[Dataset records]
------------

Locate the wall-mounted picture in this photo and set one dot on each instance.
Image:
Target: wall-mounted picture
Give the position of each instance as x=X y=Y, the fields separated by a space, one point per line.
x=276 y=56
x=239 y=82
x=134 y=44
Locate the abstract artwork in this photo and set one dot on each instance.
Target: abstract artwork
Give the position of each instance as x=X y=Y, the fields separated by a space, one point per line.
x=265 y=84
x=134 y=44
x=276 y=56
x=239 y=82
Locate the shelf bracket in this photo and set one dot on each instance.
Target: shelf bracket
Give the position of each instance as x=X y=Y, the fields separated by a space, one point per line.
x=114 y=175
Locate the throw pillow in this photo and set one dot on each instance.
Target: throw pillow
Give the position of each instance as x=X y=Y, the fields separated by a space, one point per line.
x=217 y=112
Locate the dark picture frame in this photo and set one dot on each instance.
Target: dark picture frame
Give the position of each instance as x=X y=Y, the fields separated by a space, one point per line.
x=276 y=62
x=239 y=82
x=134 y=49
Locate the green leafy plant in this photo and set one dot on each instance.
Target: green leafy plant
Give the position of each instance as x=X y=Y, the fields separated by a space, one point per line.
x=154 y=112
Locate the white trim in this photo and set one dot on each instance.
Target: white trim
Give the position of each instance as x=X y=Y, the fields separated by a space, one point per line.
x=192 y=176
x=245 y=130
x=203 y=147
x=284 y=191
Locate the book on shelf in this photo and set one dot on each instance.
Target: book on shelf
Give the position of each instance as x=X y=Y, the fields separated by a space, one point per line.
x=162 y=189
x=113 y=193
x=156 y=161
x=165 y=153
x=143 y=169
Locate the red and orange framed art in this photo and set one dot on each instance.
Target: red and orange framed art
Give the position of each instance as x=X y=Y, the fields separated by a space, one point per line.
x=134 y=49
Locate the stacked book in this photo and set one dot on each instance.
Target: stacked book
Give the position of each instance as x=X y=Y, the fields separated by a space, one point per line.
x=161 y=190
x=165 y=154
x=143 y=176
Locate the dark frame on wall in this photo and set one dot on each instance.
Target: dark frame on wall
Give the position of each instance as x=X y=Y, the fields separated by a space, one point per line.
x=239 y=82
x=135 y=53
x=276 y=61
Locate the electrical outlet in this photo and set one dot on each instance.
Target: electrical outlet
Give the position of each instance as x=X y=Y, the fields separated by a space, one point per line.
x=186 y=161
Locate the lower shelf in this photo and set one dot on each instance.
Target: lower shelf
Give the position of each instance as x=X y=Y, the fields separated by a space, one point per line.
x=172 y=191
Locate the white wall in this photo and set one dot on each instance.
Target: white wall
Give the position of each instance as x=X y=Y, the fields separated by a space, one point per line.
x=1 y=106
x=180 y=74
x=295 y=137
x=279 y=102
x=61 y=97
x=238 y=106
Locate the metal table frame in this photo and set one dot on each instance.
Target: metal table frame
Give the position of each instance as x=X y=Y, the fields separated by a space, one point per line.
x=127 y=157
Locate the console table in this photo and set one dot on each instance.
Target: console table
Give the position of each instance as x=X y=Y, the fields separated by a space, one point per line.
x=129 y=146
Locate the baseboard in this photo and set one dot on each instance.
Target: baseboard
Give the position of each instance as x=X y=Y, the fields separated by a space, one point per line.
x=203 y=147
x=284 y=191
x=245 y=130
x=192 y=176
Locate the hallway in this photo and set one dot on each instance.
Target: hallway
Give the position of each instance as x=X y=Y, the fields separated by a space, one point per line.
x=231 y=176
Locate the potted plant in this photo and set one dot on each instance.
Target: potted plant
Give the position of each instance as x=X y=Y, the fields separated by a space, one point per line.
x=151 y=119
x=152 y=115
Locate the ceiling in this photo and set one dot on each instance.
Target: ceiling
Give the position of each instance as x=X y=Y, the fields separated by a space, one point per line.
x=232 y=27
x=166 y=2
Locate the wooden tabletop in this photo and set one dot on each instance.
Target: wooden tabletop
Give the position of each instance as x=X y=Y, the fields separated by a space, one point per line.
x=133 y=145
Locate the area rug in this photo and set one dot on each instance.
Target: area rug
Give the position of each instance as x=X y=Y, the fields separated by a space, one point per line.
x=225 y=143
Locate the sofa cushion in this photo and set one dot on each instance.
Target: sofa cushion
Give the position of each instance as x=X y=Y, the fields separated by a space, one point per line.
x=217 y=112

------------

Line by line, set the records above down again exactly.

Locate the wall-mounted picture in this photo and set one dot on each instance.
Image:
Target: wall-mounted picture
Give the position of each instance as x=X y=Y, the fields separated by a space, one point per line.
x=276 y=56
x=239 y=82
x=134 y=44
Locate the abstract artwork in this photo and set one dot on each instance.
Target: abstract artwork
Give the position of each instance as x=X y=Y, the fields separated by a space, one point per line.
x=265 y=84
x=134 y=44
x=276 y=56
x=239 y=82
Locate the shelf bracket in this photo and set one dot on each instance.
Target: shelf bracket
Give the position of each instance as x=X y=Y, the fields separated by a space, one point per line.
x=114 y=175
Locate the throw pillow in this photo and set one dot on each instance.
Target: throw pillow
Give the position of each instance as x=X y=Y, the fields separated by a space, one point per line.
x=217 y=112
Locate the dark picture frame in this photo and set one dot on each instance.
Target: dark picture frame
Give the position of each instance as x=X y=Y, the fields separated by a space, one point per line.
x=276 y=62
x=239 y=82
x=134 y=49
Locate the green leafy plant in this photo and set one dot on each instance.
Target: green leafy plant
Give the position of each instance as x=X y=Y, the fields separated by a space, one point per line.
x=154 y=112
Locate the white trim in this photo and set one dot on each instance.
Target: white trim
Give the position of each instance as x=X y=Y, the fields separated by a space, one point per line.
x=192 y=176
x=245 y=130
x=203 y=147
x=284 y=191
Locate the book on shelf in this photo and set one dot on each instance.
Target: book on shelf
Give the position of each instance as x=X y=Y, the fields separated by a space, one point per line.
x=162 y=189
x=113 y=193
x=156 y=161
x=165 y=153
x=143 y=169
Locate the red and orange framed art in this photo and set one dot on each instance.
Target: red and orange framed art
Give the position of each instance as x=X y=Y, the fields separated by a space, one point per line.
x=134 y=49
Locate the stacked book in this photo and set one dot on each instance.
Target: stacked book
Give the position of each instance as x=X y=Y, the fields separated by a space, one point per line.
x=161 y=190
x=165 y=154
x=143 y=176
Locate the dark frame on wall in this photo and set one dot on each instance.
Target: dark frame on wall
Give the position of each instance as x=X y=Y, the fields separated by a space, one point per line.
x=239 y=82
x=135 y=53
x=276 y=61
Locate the electrical outlet in this photo and set one dot on each instance.
Target: electrical outlet
Give the position of each instance as x=X y=Y, the fields separated by a space, one point per line.
x=186 y=161
Locate the lower shelf in this photo and set one dot on each instance.
Target: lower shelf
Give the position of each instance as x=X y=Y, the fields separated by a space, one point per line.
x=172 y=191
Locate the white wall in this photo and set one dot on each instance.
Target: white wall
Give the position of each instance as x=X y=Y, the fields separated by a space, one point per line.
x=1 y=106
x=180 y=74
x=295 y=137
x=279 y=102
x=61 y=97
x=238 y=106
Locate the metal table frame in this photo and set one dot on each instance.
Target: metal table frame
Give the position of each instance as x=X y=Y, the fields separated by a space, one point per line.
x=127 y=157
Locate the console table in this photo and set one dot on each instance.
Target: console table
Give the position of each instance as x=X y=Y, the fields separated by a space, one point per line.
x=129 y=146
Locate the baseboard in this photo and set one dot on each instance.
Target: baseboard
Give the position of each instance as x=X y=Y, the fields separated by a space, one point per line.
x=203 y=147
x=284 y=191
x=245 y=130
x=192 y=176
Locate the hallway in this photo and set one dot on each instance.
Target: hallway
Give the position of each instance as x=X y=Y, the fields separated by a space, one point per line.
x=231 y=176
Locate the potted plant in this photo and set one dot on each instance.
Target: potted plant
Give the position of each instance as x=X y=Y, the fields separated by a space, one point per line.
x=151 y=119
x=152 y=115
Locate the ceiling in this photo and set one dot on each instance.
Target: ceiling
Give the position of each instance as x=X y=Y, the fields separated by a space, one point per line.
x=232 y=27
x=166 y=2
Locate the wooden tabletop in this photo and set one dot on each instance.
Target: wooden tabletop
Give the position of each instance as x=X y=Y, the fields separated by a space, one point per line.
x=133 y=145
Locate the area rug in this photo and set one dot on each instance.
Target: area rug
Give the position of each instance as x=X y=Y, the fields separated by a space, one point per line.
x=225 y=143
Locate the sofa cushion in this photo and set one dot on each instance.
Target: sofa cushion
Give the position of each instance as x=X y=Y, the fields separated by a space, one point per line.
x=217 y=112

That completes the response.